Materializing Light
Some Musings after Kara and Amber visited the Lumen Show at the Getty Center
Human perception of the universe begins with light. Our understanding of light is so fundamental to the way in which we perceive our physical world, pursue knowledge, and contemplate our own existence that for millennia we have sought to harness it, discern its properties, and use it to commune with the divine. On Afterlives of Ancient Egypt (Episode #109, “Solarism and the Great Hymn to the Aten”), we recently talked about solarism in ancient Egyptian religion and how it coincided with the rise of divine kingship, how the earliest monumental architecture on earth was built to honor light and solar divinity and act in alignment with celestial bodies. The theological universalism of Egypt’s late New Kingdom emerged from the contemplation of the divine centered on the sun and its light—and the Egyptologist must remind herself that these are natural phenomena experienced by all of humanity (!!), that other cultures drew the solar orb and the rays emanating from its center, that other peoples connected golden light with kingly rule. Indeed, the comparisons can be uncanny—or maybe not strange at all, given we all occupy the same earthly plane.
Last year the Getty Center in Los Angeles hosted a special exhibition, Lumen: The Art and Science of Light, which beautifully explored this universal human experience with light. The exhibition looked at how medieval (800-1600 CE) artists, theologians, astrologers, and philosophers across Europe and the Mediterranean world sought to understand light, and walked visitors through the ancient and premodern scientific foundations of Islamic and Christian knowledge of the sky, their understanding of vision and light, and how light was used to enhance the spiritual experience of divinity within sacred spaces. The questions being asked were: Is God light? Are we beings of light? Are we god? Is light time? What is time? All the big theological issues were under the microscope, as it were.

To the Egyptologist, the ancient roots of the medieval world’s understanding of light and the belief in its divine origins were present in every artifact and artwork of the exhibition, and observations on ancient Egyptian parallels leapt out everywhere. Common threads, like the medieval belief that knowledge of the natural world and the divine can be conducted and communicated to worshipers via light, are evocative of ancient Egypt’s solar cult, especially the Atenism of Akhenaten. The visual parallel with ancient Egyptian depictions of the Aten’s rays beaming down on Akhenaten with outstretched hands offering the ankh (symbol of life) and a 9th century CE illuminated manuscript of the Pentecost in which the Holy Spirit’s rays of light extend down from the heavens carrying divine knowledge and igniting tongues of flame on the heads of worshipers is irresistible. Medieval and contemporary artists’ efforts to capture the immaterial (in this case, light) in the material is also something they have in common with the ancient Egyptians. Among the contemporary works included in the exhibition, E. V. Day’s dramatic Golden Rays/In Vitro (2018), with its three-dimensional formation of illuminated rays descending from one precise point via fiber optic cable and gilded aircraft cable, brings to mind the straight sides of ancient Egyptian pyramids which, as Kara reminds us on the podcast, were intended to represent the sun’s rays in stone. Like the illumination of the Pentecost, Day’s work also calls back to the image of the Aten, allowing one to better understand it and see it for what it is—a three-dimensional representation of rays of light extending down from the sphere of the sun rendered through the two-dimensional ancient Egyptian artistic canon. Standing there in that space, with the light beams joining heaven and earth, granted some small idea of what Akhenaten was trying to do with his new theology.

DATASET
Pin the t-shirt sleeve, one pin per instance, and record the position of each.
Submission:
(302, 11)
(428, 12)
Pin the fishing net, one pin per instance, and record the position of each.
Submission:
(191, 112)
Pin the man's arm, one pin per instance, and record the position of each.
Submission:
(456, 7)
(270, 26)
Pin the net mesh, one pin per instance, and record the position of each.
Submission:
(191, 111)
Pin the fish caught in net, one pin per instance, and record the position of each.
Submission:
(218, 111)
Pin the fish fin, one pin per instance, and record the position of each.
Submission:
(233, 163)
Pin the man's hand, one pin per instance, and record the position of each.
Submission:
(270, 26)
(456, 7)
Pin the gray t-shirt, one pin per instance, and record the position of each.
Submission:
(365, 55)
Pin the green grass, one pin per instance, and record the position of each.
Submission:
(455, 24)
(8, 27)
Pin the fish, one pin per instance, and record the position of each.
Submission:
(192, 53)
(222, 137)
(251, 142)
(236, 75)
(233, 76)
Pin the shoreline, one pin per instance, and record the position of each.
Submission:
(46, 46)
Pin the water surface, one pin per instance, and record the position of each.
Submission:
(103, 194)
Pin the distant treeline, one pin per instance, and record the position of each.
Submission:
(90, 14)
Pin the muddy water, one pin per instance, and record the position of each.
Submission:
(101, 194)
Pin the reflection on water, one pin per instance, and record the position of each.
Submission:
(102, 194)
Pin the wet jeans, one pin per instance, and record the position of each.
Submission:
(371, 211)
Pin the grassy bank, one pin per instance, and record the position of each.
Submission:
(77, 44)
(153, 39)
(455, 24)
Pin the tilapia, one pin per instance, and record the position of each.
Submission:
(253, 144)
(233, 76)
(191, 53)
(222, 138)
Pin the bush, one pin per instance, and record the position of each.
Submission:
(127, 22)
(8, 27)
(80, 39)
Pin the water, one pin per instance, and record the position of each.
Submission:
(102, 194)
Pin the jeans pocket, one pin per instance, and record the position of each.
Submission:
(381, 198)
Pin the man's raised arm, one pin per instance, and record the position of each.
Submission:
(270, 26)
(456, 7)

YOUR TASKS
**A.** Answer these questions about the essay on light, giving each answer on its own line marked (i), (ii) or (iii).
(i) Which episode number of Afterlives of Ancient Egypt covered solarism in ancient Egyptian religion?
(ii) What date range does the essay give for the medieval period covered by the exhibition?
(iii) What two materials form the rays in Golden Rays/In Vitro?
**B.** Decide whether each statement agrees with the essay on light. Answer yes or no, and quote the words that decide it.
(i) The Lumen exhibition was held at the Getty Center in Los Angeles.
(ii) The illuminated manuscript of the Pentecost dates from the 12th century CE.
(iii) The pyramids' straight sides were meant to represent the sun's rays in stone.
**C.** Resume the essay on light, starting right after its final sentence.

EXPECTED RESPONSES
**A.**
(i) Episode #109
(ii) 800-1600 CE
(iii) Fiber optic cable and gilded aircraft cable

**B.**
(i) Yes: "Last year the Getty Center in Los Angeles hosted a special exhibition, Lumen: The Art and Science of Light"
(ii) No: "a 9th century CE illuminated manuscript of the Pentecost"
(iii) Yes: "the straight sides of ancient Egyptian pyramids which, as Kara reminds us on the podcast, were intended to represent the sun’s rays in stone"

**C.**
Ancient, medieval, and contemporary artists and architects have all explored light and how it interacts with various media, surfaces, and materials, and one of the strengths of the exhibition was the way in which the curators Kristen Collins and Nancy Turner leaned into the opportunity to use the very subject of the exhibition—light—to draw the visitor out of passive observation into a more active experience, using light in the gallery space to create creative spaces demanding we think about how light shapes the experience of worship. From the carefully chosen precious metals and stones in medieval altar pieces, reliquaries, and architectural elements to the contemporary artworks woven throughout the exhibition, it was a nice touch and an ever-present reminder that light can be used to create a visceral, physical experience as well as an intellectual or spiritual one.
Our fascination with light persists—there is still much about light and its properties that science has yet to fully explain (just ask a quantum physicist!), including an understanding of its absence. The final gallery featured a work by contemporary artist Anish Kapoor called “Non-Object Black, 2018,” in which he used one of the darkest pigments ever created. Known as vantablack, it absorbs 99.965% of visible light. This pigment reflects so little light that the viewer has difficulty seeing depth and texture. Looking head-on, one sees only a flat diamond shape, but moving around the object and looking from different angles reveals a three-dimensional form. (Watch this short video to get an idea of how Karpoor’s Non-Object Black series messes with the viewer’s perception.) The absence of light can be as striking as its presence, and Kapoor uses the simple diamond shape and an understanding of physics to fool with the viewer’s perception and visual experience. It is at once a two-dimensional and three-dimensional artwork, and it scrambles the brain’s circuits a little: We realize how easily our senses are fooled and that our ability to perceive the universe is limited. We wonder what lies beyond our perception and how our own senses might be deceiving us.
Black hole, anyone?
Light is a natural element that we tend to think of as an unbiased means of perceiving the world around us, but for thousands of years, from the pyramids of Giza to contemporary art galleries, it has been used it to shape our aesthetic experiences of art, culture, and religion in decidedly biased ways. We have always agreed on the presence of the light. The question has always been what we see in it.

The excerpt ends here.